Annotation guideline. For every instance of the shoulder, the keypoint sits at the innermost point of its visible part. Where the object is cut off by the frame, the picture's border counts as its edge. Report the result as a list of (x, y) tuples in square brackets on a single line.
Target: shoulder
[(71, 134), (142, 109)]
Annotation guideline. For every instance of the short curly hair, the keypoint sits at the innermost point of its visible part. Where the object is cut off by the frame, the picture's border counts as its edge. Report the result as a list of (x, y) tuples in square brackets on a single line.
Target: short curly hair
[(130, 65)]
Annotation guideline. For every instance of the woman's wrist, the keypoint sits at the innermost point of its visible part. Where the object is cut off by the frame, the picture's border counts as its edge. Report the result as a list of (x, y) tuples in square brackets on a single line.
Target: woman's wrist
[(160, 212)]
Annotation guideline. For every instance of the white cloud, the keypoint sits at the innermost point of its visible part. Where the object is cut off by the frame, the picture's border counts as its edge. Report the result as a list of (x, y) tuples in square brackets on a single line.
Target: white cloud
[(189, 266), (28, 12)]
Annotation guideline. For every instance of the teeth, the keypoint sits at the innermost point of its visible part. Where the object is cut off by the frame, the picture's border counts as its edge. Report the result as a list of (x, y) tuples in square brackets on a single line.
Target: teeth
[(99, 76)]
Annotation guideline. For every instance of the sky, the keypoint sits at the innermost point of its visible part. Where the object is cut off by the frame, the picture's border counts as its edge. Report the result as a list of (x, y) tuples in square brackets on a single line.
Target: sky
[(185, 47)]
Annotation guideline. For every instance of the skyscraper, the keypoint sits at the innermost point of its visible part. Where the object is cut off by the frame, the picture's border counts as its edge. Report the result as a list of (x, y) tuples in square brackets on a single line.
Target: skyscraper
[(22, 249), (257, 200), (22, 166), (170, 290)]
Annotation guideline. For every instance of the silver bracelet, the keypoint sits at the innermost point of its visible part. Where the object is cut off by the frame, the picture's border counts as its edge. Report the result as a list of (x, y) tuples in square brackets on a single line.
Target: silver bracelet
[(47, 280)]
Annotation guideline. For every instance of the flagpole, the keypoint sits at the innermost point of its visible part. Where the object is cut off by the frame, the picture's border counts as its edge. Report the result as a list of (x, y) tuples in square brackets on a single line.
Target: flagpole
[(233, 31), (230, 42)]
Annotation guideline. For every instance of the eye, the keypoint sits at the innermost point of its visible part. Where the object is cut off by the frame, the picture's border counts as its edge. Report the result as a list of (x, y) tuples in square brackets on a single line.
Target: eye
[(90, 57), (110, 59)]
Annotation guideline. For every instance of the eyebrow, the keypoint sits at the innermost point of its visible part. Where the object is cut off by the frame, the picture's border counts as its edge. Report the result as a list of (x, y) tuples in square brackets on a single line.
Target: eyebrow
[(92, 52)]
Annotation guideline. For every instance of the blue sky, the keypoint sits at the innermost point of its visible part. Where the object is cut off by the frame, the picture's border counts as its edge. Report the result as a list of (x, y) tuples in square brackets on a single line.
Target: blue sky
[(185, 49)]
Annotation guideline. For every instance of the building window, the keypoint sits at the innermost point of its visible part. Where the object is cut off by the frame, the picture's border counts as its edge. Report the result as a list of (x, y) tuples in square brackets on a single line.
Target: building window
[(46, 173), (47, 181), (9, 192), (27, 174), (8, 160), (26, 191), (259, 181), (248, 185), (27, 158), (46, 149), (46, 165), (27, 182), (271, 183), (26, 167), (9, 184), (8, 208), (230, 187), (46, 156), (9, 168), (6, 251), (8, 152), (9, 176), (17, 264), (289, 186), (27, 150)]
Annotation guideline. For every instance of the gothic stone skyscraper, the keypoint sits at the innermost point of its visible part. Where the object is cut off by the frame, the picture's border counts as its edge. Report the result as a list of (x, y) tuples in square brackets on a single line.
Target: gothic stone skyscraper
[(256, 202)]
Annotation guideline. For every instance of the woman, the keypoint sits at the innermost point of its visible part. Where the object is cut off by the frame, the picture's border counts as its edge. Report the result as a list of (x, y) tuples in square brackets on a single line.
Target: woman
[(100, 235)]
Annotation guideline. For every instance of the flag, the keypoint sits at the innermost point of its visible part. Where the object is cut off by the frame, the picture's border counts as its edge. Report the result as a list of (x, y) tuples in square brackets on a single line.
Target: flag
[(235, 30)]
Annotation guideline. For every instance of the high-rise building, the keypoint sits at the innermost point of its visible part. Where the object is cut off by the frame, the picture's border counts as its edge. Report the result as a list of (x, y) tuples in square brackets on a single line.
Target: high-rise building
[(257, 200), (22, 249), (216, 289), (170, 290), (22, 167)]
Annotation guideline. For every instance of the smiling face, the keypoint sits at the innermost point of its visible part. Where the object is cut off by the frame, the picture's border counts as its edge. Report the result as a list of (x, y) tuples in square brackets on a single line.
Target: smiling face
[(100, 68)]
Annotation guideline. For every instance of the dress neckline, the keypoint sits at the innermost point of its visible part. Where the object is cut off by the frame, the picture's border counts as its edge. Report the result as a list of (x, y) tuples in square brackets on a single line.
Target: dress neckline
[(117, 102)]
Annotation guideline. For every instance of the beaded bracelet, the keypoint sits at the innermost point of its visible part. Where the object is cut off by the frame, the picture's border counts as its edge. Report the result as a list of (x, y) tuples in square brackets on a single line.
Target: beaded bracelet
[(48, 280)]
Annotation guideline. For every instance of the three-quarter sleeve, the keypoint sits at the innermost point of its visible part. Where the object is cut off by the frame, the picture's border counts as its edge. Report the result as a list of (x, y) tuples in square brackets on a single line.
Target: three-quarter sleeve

+ + + + +

Retype the data in full and match it exactly.

__Task answer__.
Annotation guideline. For every instance of the shoulder, the keypoint sits at the innermost point of its visible part. Where the object is cut off by the frame, the picture's border counts as its edge. Report the result as a list of (x, y) tuples in square brackets on a single line.
Target: shoulder
[(71, 134), (142, 109)]
Annotation guideline. For every instance of the short curly hair, the keypoint sits at the innermost point of its visible part. Where the object is cut off by the frame, the picture's border counts as its edge. Report the result as a list of (x, y) tuples in square brackets on a single line.
Target: short curly hair
[(130, 65)]
Annotation guideline. For every instance of the woman's wrist, the keypoint sits at the innermost point of its visible part. Where the object is cut off by the frame, the picture's border counts as its edge. Report the result as a list of (x, y) tuples in square brackets on a single line.
Target: woman's wrist
[(160, 212)]
Annotation guideline. For every instance of the white cloud, the keypoint sits at the innermost point of its visible part. Where the object is cut off by the frame, the picture's border counts as its edge. Report the result as a list of (x, y) tuples in square brackets on a single line.
Target: white cloud
[(189, 266), (28, 12)]
Annotation guideline. For every instance of the teeth, the keypoint sits at the innermost point of its visible part. Where the object is cut off by the frame, the picture's border counts as its edge. Report the result as a list of (x, y) tuples in square brackets on a single line.
Target: teeth
[(99, 76)]
Annotation guideline. For every instance of the sky, the keypoint sits at the innermost point of its visible part. Where the object is cut off by the frame, the picture's border counts as its edge. Report the result as a list of (x, y) tuples in square brackets on a single line.
Target: sky
[(185, 47)]
Annotation guideline. For every instance of the skyscraper, the keypoint sits at the innermost point of its visible part. Where the object is cut off by the frame, the picture's border counts as its edge. Report the result as a list of (x, y) tuples in square brackets on a single line.
Target: skyscraper
[(22, 249), (257, 200), (22, 166), (170, 290)]
Annotation guideline. For every instance of the silver bracelet, the keypoint sits at the innermost point of its visible part. Where the object is cut off by the frame, the picture's border counts as its edge. Report the result as a list of (x, y) tuples in square brackets on a single line.
Target: silver bracelet
[(47, 280)]
Annotation guideline. For every instance of the flagpole, the keypoint sits at the innermost point of its visible part. Where the object is cut off by the frame, the picture's border counts as its edge. Report the result as a list of (x, y) tuples in square brackets on a single line.
Target: flagpole
[(233, 31), (230, 42)]
Annotation guideline. For every instance of the eye, the keypoint sits at the innermost point of its visible part. Where the object is cut off by the frame, the picture's border counts as its edge. Report the result as a list of (x, y) tuples in square brackets on a single line.
Target: eye
[(90, 57), (110, 59)]
Annotation guideline. For every instance of the eyebrow, the keypoint sits at the innermost point of its visible part. Where the object is cut off by the frame, the picture's border counts as its edge. Report the result as a list of (x, y) tuples in square brackets on a single line.
Target: eyebrow
[(92, 52)]
Annotation guideline. For every instance of the blue sky, the keypoint sits at the innermost point of its visible part. Where the object is cut off by the frame, the picture's border counts as its edge. Report the result as a list of (x, y) tuples in square brackets on a single line.
Target: blue sky
[(185, 49)]
Annotation guideline. For every instance of the building window, the keypoint sits at the innermost point of its visible part. Where the object is cut off by the frame, the picture's border counts as its edge. Report the result as a list of (x, y) tuples in square brackets on a single line.
Target: building window
[(46, 173), (47, 181), (9, 192), (27, 174), (8, 160), (26, 191), (259, 181), (248, 185), (27, 158), (46, 149), (46, 165), (27, 182), (271, 183), (26, 167), (9, 184), (8, 208), (230, 187), (46, 156), (9, 168), (6, 251), (8, 152), (9, 176), (17, 264), (289, 186), (27, 150)]
Annotation guideline. For every instance of the gothic stone skyscraper, the keypoint sits at the innermost point of its visible part. Where the object is cut off by the frame, the picture's border counts as its edge. Report the result as a list of (x, y) tuples in square brackets on a single line.
Target: gothic stone skyscraper
[(256, 202)]
Annotation guideline. For every instance of the woman, the keypoint sits at the innermost point of its visible part. Where the object is cut off by the frame, the picture's border counts as its edge. Report the result as a list of (x, y) tuples in square brackets on a single line.
Target: woman
[(100, 235)]
Annotation guideline. For every instance of the flag, the keypoint sits at the innermost point of its visible part. Where the object is cut off by the frame, the picture's border counts as its edge. Report the result as a list of (x, y) tuples in square brackets on a single line.
Target: flag
[(235, 30)]
Annotation guideline. For every instance of the high-rise building, the keypoint sits at the innermost point of its visible part. Where the object is cut off by the frame, the picture's border counts as its edge. Report the result as a list of (x, y) tuples in square brackets on a single line.
Target: high-rise building
[(257, 200), (22, 249), (216, 289), (170, 290), (22, 167)]
Annotation guideline. For every instance of the smiling face, the keypoint sits at the innermost point of its visible part. Where the object is cut off by the frame, the picture's border counts as its edge. Report the result as a list of (x, y) tuples in square brackets on a single line.
Target: smiling face
[(100, 68)]
Annotation guideline. For every instance of the dress neckline, the keypoint sits at the innermost point of its visible part. Where the object is cut off by the frame, the picture's border counts as its edge. Report the result as a list of (x, y) tuples in square brackets on a single line.
Target: dress neckline
[(117, 102)]
Annotation guideline. For every instance of the beaded bracelet, the keypoint sits at the innermost point of its visible part. Where the object is cut off by the frame, the picture's border counts as its edge. Report the result as a list of (x, y) tuples in square brackets on a single line.
Target: beaded bracelet
[(48, 280)]
Annotation guideline. For every instance of the three-quarter sleeve, the keypoint sits at the innermost point of its visible part. Where the object is cut off by the frame, the picture's border counts as its edge. Report the result as a list of (x, y) tuples in square brackets on a single line.
Target: three-quarter sleeve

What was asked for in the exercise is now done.